Direction:
Copy out verbatim the lines of the records below, from the line containing "point: woman's right" up to and including the final line of the records.

[start]

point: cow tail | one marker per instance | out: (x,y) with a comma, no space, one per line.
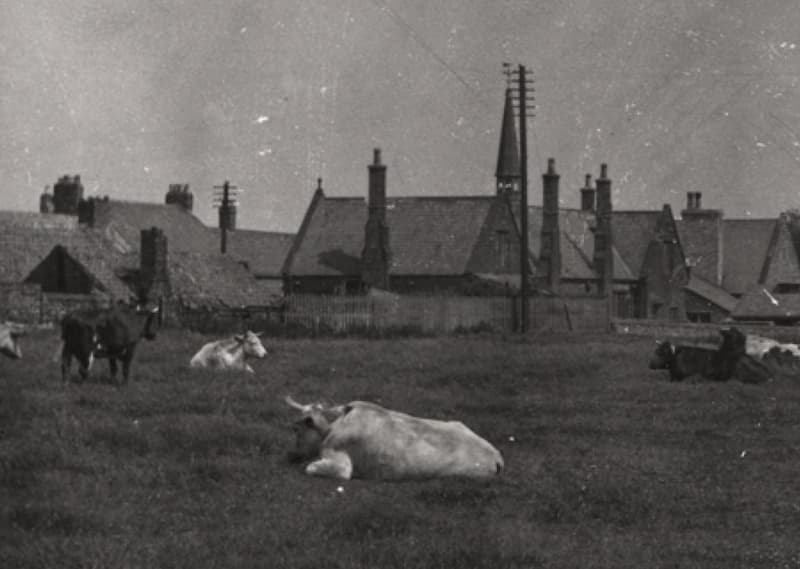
(57,354)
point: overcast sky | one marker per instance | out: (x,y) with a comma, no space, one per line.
(136,94)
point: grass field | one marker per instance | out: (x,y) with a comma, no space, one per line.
(607,463)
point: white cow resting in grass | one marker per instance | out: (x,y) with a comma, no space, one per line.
(230,353)
(364,440)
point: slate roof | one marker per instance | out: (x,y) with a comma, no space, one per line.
(632,233)
(214,279)
(745,243)
(759,304)
(23,248)
(427,235)
(264,251)
(109,251)
(744,247)
(712,293)
(123,221)
(577,242)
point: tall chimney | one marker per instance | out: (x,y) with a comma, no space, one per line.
(550,253)
(603,238)
(587,195)
(705,231)
(153,265)
(508,174)
(376,254)
(46,204)
(180,194)
(227,213)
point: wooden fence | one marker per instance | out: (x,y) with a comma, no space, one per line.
(441,314)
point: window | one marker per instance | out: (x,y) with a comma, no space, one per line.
(502,248)
(786,288)
(699,316)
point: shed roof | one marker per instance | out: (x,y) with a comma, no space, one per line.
(427,235)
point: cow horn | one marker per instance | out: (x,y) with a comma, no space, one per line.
(292,403)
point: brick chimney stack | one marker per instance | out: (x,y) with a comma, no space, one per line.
(550,253)
(67,193)
(376,255)
(587,195)
(603,237)
(180,194)
(46,204)
(153,265)
(707,237)
(228,213)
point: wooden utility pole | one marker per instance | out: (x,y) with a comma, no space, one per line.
(223,202)
(523,100)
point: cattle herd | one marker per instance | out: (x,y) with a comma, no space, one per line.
(364,440)
(745,357)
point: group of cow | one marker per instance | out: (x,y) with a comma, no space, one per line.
(359,439)
(113,334)
(364,440)
(745,357)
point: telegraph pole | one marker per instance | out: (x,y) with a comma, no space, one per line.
(224,202)
(523,101)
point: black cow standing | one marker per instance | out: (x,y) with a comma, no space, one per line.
(110,333)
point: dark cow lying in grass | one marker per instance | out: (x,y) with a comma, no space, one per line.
(8,340)
(364,440)
(110,333)
(684,361)
(728,361)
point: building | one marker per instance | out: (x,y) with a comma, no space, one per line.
(109,249)
(448,244)
(744,269)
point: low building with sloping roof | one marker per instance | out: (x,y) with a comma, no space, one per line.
(96,247)
(424,244)
(706,302)
(647,269)
(738,259)
(262,252)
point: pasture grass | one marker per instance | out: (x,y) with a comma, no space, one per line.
(607,463)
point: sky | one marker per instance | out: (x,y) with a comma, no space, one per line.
(134,95)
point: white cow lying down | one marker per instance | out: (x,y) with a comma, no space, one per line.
(230,353)
(364,440)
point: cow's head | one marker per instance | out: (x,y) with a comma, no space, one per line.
(9,345)
(734,342)
(663,355)
(148,331)
(251,344)
(311,428)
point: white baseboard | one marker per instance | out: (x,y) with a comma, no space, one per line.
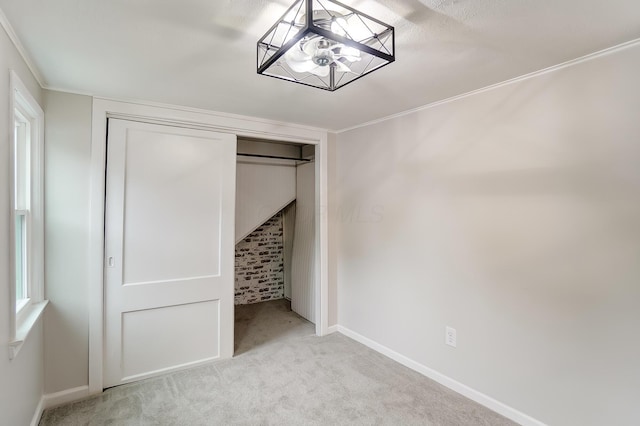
(65,396)
(474,395)
(37,415)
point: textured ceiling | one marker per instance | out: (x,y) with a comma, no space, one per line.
(201,53)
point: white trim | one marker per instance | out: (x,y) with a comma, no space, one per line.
(527,76)
(189,117)
(474,395)
(24,326)
(37,414)
(63,397)
(21,323)
(4,22)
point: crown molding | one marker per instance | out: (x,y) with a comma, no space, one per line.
(523,77)
(4,22)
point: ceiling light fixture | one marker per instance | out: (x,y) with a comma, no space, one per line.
(325,44)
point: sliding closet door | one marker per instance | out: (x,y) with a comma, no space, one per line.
(169,246)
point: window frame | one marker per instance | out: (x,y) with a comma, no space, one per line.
(24,108)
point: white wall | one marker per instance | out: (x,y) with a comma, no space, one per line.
(68,136)
(21,380)
(512,215)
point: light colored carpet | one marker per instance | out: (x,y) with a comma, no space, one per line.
(282,374)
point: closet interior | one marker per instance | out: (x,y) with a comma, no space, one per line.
(275,226)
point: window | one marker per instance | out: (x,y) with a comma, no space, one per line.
(27,231)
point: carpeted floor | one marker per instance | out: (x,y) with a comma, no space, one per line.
(282,374)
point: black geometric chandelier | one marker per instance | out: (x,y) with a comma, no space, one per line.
(325,44)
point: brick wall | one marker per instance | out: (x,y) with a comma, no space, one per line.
(260,264)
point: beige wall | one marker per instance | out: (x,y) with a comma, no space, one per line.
(68,153)
(512,215)
(21,380)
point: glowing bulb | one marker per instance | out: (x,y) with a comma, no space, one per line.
(339,26)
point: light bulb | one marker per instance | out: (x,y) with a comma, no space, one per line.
(339,26)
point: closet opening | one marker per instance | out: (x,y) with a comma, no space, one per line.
(275,279)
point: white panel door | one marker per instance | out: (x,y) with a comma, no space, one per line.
(169,249)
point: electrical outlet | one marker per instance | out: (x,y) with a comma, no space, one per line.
(450,336)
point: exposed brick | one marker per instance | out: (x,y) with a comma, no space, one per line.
(259,264)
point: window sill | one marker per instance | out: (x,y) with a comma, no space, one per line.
(24,327)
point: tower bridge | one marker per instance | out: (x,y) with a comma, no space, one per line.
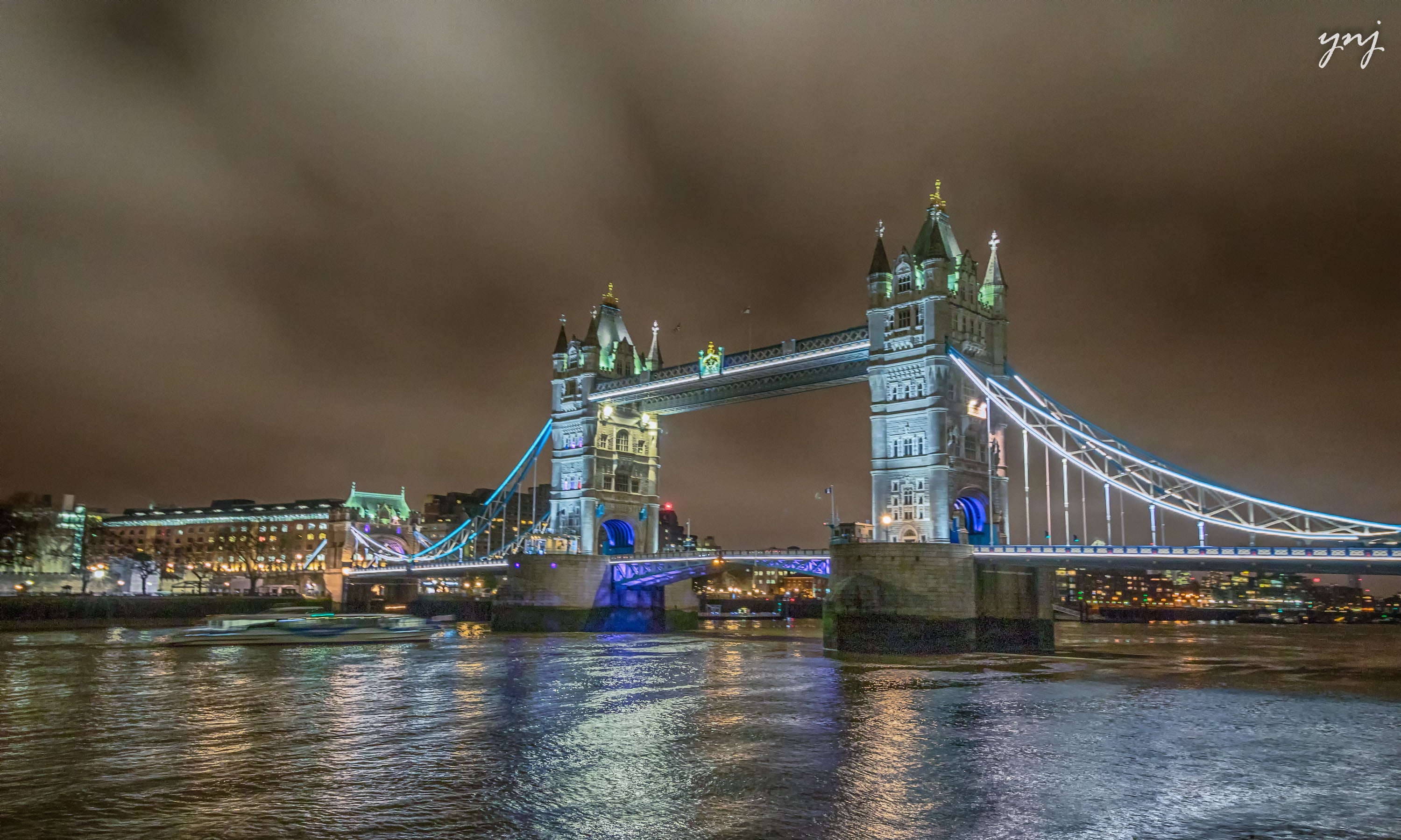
(946,415)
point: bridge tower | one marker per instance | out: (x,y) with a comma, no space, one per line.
(938,465)
(604,461)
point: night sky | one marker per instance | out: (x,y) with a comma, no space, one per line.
(264,250)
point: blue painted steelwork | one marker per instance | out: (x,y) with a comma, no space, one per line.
(1155,480)
(463,536)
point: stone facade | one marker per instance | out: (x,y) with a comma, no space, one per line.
(604,458)
(901,598)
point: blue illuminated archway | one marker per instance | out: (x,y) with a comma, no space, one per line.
(973,504)
(618,536)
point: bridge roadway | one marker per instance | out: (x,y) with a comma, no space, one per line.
(651,570)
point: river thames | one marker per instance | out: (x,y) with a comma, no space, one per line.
(1137,731)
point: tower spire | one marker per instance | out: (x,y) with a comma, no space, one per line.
(592,337)
(994,276)
(880,264)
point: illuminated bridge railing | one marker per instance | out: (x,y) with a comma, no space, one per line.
(408,569)
(655,570)
(652,570)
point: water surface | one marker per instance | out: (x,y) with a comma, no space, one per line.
(746,730)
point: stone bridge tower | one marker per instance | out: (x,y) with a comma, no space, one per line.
(938,464)
(604,461)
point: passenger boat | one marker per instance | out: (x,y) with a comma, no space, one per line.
(304,626)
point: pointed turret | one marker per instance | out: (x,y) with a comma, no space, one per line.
(592,337)
(880,265)
(994,276)
(655,355)
(936,237)
(625,359)
(992,293)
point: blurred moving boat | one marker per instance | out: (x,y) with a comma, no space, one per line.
(304,626)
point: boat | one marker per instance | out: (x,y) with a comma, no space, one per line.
(306,626)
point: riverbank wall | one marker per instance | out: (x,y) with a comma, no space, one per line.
(80,612)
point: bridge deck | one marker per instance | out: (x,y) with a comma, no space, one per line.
(641,570)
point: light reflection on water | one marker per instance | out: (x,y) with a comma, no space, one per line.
(742,730)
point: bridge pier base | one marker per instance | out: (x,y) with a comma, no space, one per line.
(934,598)
(576,594)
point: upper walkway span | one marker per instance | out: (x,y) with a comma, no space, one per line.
(651,570)
(791,367)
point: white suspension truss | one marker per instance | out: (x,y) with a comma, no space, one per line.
(1152,479)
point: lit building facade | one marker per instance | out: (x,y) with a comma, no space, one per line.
(202,548)
(604,457)
(938,462)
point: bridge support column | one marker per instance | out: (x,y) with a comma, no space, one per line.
(922,598)
(576,594)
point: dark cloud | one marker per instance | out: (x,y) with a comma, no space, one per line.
(267,248)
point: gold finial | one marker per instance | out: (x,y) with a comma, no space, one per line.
(935,199)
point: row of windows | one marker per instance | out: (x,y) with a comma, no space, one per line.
(908,499)
(215,529)
(609,480)
(906,390)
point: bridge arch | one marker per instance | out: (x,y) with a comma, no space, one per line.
(971,521)
(617,536)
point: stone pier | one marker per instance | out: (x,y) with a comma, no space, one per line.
(934,598)
(575,593)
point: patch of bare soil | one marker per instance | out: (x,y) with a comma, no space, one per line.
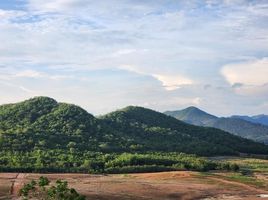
(145,186)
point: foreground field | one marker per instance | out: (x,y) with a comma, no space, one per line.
(165,185)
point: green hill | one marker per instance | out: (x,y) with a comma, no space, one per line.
(234,125)
(257,119)
(192,115)
(41,134)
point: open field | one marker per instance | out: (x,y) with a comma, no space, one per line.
(165,185)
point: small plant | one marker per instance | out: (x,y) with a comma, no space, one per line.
(45,191)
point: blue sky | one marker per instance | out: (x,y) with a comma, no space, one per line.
(165,55)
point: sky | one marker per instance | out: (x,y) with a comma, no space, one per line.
(165,55)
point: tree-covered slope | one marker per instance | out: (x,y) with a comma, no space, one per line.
(193,115)
(234,125)
(41,134)
(258,119)
(156,131)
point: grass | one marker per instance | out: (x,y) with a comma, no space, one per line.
(246,180)
(252,164)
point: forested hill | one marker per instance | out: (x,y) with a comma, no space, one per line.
(43,124)
(156,131)
(235,125)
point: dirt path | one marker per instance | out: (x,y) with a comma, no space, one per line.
(145,186)
(17,183)
(243,185)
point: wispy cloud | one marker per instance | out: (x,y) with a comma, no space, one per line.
(158,45)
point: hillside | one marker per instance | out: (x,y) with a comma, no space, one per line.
(156,131)
(193,115)
(41,134)
(235,125)
(257,119)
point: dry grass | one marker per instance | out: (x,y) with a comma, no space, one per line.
(165,185)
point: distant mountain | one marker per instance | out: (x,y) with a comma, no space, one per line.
(43,123)
(193,115)
(42,135)
(258,119)
(234,125)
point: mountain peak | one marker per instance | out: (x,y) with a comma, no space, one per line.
(192,115)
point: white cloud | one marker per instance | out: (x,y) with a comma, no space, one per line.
(173,82)
(29,74)
(253,73)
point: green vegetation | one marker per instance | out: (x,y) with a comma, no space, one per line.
(250,165)
(235,125)
(41,135)
(45,191)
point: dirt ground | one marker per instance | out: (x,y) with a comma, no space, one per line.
(155,186)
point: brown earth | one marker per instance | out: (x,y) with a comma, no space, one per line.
(155,186)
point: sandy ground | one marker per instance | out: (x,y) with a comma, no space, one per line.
(155,186)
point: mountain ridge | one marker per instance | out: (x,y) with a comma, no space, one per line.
(235,125)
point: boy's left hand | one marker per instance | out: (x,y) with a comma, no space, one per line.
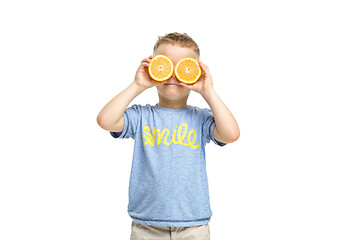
(204,83)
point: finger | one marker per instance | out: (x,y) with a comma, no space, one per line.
(204,66)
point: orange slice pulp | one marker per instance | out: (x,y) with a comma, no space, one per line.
(187,70)
(160,68)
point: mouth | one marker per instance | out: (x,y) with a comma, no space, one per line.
(173,84)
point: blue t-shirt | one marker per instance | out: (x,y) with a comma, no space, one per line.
(168,180)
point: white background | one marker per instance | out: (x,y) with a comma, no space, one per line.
(288,71)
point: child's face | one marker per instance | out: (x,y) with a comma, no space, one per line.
(171,88)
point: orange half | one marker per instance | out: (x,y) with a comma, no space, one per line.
(160,68)
(187,70)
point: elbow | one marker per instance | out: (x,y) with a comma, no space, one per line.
(234,136)
(100,121)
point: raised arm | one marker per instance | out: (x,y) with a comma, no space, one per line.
(110,117)
(226,129)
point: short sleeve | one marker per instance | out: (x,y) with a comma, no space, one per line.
(131,116)
(208,127)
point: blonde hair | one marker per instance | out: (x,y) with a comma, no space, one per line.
(181,39)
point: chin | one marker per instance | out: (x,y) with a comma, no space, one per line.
(174,94)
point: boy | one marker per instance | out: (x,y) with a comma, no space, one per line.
(168,190)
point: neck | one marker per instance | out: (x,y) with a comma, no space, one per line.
(175,104)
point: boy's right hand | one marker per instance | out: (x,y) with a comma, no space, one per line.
(142,77)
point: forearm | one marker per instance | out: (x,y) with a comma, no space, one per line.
(112,112)
(226,129)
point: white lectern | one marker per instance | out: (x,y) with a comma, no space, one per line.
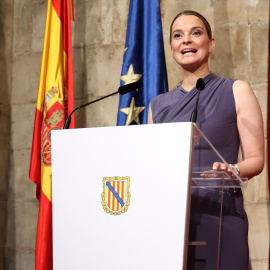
(121,196)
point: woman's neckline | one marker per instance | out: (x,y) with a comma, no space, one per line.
(206,80)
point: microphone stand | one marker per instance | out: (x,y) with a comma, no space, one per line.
(67,123)
(121,90)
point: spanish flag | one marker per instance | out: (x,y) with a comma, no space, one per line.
(55,102)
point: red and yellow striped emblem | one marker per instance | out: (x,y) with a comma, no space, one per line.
(116,195)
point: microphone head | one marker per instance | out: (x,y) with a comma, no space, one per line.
(130,87)
(200,85)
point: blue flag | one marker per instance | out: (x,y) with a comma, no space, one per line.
(144,60)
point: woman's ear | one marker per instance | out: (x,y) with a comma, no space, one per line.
(212,45)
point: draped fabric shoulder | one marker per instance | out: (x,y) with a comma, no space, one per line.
(217,119)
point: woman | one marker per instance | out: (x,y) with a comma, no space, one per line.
(229,115)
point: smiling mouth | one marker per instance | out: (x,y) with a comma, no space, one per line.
(188,51)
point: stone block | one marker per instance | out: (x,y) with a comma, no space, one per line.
(103,69)
(22,26)
(259,51)
(4,174)
(247,10)
(240,39)
(79,72)
(39,19)
(5,126)
(3,225)
(20,186)
(258,236)
(93,24)
(22,117)
(20,259)
(6,26)
(80,25)
(22,225)
(25,74)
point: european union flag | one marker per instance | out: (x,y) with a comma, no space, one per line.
(143,59)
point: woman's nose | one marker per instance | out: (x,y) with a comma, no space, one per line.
(186,40)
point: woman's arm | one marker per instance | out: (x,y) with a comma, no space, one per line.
(250,128)
(150,119)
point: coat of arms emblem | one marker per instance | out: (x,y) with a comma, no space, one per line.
(115,195)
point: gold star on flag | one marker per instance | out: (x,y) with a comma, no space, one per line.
(132,112)
(130,77)
(124,53)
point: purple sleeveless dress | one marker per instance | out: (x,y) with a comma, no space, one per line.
(217,120)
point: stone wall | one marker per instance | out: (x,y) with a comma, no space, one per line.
(241,30)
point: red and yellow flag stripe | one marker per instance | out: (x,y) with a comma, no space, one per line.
(54,102)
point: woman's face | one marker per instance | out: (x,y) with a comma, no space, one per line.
(190,44)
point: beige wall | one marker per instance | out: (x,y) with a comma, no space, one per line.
(241,30)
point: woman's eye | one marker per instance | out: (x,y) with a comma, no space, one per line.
(177,35)
(196,33)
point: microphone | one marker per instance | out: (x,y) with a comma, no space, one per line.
(200,85)
(121,90)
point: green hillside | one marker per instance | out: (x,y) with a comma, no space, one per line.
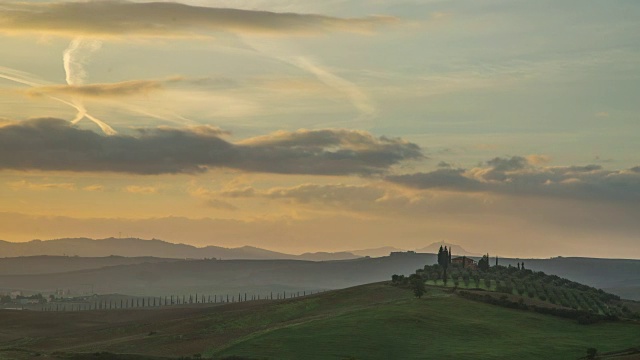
(375,321)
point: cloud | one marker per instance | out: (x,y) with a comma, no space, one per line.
(54,144)
(23,184)
(124,19)
(453,179)
(519,176)
(135,189)
(125,88)
(95,187)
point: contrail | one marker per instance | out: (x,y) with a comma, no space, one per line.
(356,96)
(23,78)
(74,58)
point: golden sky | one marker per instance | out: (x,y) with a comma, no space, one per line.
(506,127)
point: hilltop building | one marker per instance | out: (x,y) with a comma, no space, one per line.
(465,262)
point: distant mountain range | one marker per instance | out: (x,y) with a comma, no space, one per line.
(433,248)
(133,247)
(155,276)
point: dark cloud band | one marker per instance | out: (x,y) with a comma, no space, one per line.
(54,144)
(124,18)
(518,176)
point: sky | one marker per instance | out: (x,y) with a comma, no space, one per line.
(507,127)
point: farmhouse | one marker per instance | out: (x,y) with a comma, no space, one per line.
(465,262)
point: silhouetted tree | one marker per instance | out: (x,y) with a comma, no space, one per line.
(483,264)
(417,285)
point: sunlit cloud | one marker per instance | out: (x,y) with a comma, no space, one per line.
(108,19)
(53,144)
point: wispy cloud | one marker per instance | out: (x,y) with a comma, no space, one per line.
(125,88)
(136,189)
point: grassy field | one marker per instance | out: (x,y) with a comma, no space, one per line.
(375,321)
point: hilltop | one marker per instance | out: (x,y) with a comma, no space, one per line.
(158,276)
(134,247)
(375,321)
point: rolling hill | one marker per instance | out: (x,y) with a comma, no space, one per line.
(158,277)
(133,247)
(375,321)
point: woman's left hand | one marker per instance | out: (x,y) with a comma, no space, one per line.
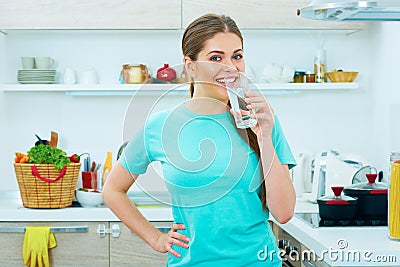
(264,113)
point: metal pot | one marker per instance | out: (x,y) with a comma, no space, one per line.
(337,207)
(372,198)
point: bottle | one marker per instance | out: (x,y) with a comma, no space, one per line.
(394,196)
(320,66)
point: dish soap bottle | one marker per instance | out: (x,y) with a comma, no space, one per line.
(320,66)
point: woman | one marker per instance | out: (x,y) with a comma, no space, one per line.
(223,181)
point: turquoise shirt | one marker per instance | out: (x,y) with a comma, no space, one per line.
(213,177)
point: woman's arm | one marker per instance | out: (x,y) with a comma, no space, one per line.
(114,195)
(280,193)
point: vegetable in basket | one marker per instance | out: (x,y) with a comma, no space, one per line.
(44,154)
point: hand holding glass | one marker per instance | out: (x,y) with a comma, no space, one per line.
(238,85)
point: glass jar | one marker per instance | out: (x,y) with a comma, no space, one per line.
(320,66)
(394,196)
(310,77)
(299,76)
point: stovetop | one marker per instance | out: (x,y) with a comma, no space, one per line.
(315,221)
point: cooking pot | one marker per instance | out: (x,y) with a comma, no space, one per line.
(337,207)
(372,198)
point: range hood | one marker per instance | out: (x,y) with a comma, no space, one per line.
(342,10)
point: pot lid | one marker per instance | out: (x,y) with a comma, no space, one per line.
(370,185)
(337,199)
(345,10)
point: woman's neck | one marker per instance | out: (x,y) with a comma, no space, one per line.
(206,105)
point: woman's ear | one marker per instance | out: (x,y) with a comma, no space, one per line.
(190,66)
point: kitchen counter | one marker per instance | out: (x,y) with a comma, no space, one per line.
(342,245)
(12,210)
(371,242)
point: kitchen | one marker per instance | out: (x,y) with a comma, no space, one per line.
(360,121)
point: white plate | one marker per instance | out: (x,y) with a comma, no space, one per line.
(36,82)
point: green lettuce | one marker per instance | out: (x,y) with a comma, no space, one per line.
(45,154)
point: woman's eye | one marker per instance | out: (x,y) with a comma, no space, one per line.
(215,58)
(237,57)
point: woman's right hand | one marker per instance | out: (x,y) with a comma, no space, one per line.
(165,241)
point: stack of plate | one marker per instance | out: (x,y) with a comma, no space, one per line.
(36,76)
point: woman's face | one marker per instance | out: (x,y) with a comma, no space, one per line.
(221,57)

[end]

Task result:
point: woman's right hand | one marker per instance | out: (x,y) with a comma, no space, one per line.
(165,241)
point: stack of plate | one marker per instance | out: (x,y) with a comma, no space, one per line.
(36,76)
point: woman's face | one marker per instance | out: (x,y) with a comma, no space, one per line.
(221,57)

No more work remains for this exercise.